-- START OF EXTRACT --

By which I mean Hitch manages to get a boa constrictor into Charley's room. She gets choked by the snake to which David and Eddie save her, all while Hitch is there, taunting her and the others. Charley passes out, wakes up, and doesn't believe David or Eddie about anything, thinking that somehow David put a fucking boa constrictor in her room. And that was it. That was the moment this book could go fuck itself. You have an interesting enough character in Charley, what with the goth stuff and all, but more importantly, she was Hitch's owner. There could have been more of a connection there, a reason to add Charley into this story, her past with Hitch playing a key role in stopping him. But NOPE! Can't have that. We HAVE to have David and Eddie be not believed in the most convoluted as fuck way possible and have Charley just gone from the story altogether. A means to an end to keep with the status quo of how these Goosebumps-likes are executed. Two kids involved in a plot that nobody believes them about, even if them having someone believe them and ultimately be on their side would have been a benefit. Especially, you know, a character WITH CONNECTIONS TO THE FUCKING VILLAIN! Which sucks because there are some decent things in the book, but it's hampered by so many bad decisions and one that stands above them all that even after all this time I still can't comprehend how the book managed to fumble the easiest bag ever.

-- END OF EXTRACT --

WHAT TO DO:
[A] Answer these questions about the review of the Goosebumps-style book, one line each:
(i) What animal does Hitch get into Charley's room?
(ii) Who saves Charley from it?
(iii) What was Charley's relationship to Hitch?
[B] Carry the review of the Goosebumps-style book forward, picking up right after its final sentence.
The listing that comes next has no connection to the review of the Goosebumps-style book.

-- START OF RECORDED DATA --

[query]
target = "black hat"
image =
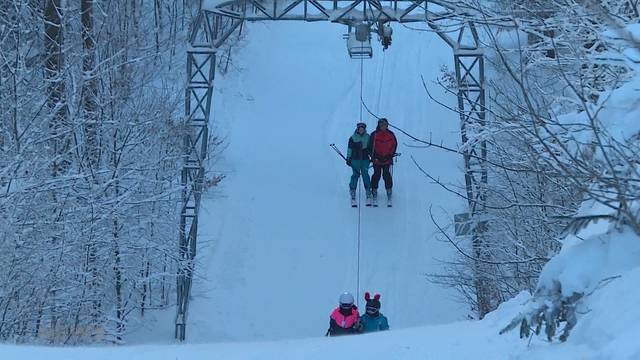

-- END OF RECORDED DATA --

RESULTS IN ORDER:
[A]
(i) A boa constrictor.
(ii) David and Eddie.
(iii) She was Hitch's owner.

[B]
#02: 99 FEAR STREET: THE SECOND EVIL
Normally when I cover trilogy books, I lump all three into one section. But what we have here is a case where one book in a trilogy was bad enough that it deserved to be singled out. For the most part,
99 Fear Street is a decent trilogy. The first part focusing on a cursed house that tries to kill a family, and inevitably does just that in killing Cally Frasier and her younger brother (and their dog because it's Stine of course he was killing an animal), while leaving the story open to continue with her sister Kody being the survivor who has to fix this and stop Cally from turning evil herself. And the third part does just that, albeit a bit sloppily by turning the house into a set for a movie based on the events of the first book. All well and good. Enough that it could have maybe been a Super Chiller. And I say that because what the fuck was Stine smoking when he came up with the second part?
The second point focuses on an entirely different family, The McCloys, and mainly the son Brandt, who has a strange condition that the book holds off against mentioning until the end. All we really know is he's very brittle. He is also a flirt who gets his multiple love interests almost killed by constantly inviting them into, you know, the house of evil. All while Cally is in the shadows, falling in love with Brandt and trying to kill him so they can be together, even though it's established this kid sucks rocks. But she can't kill Brandt because his condition is that he's already dead because his archaeologist dad pissed off a villager on a jungle island, so the villager tried to poison Brandt's dad, but killed Brandt instead, so his parents brought him back to life by having a witch doctor kill a random drifter and put Brandt's soul in the drifter's body, but the drifter eventually returns and extra kills Brandt, so the family just leave and the story progresses and oh no I've gone cross-eyed.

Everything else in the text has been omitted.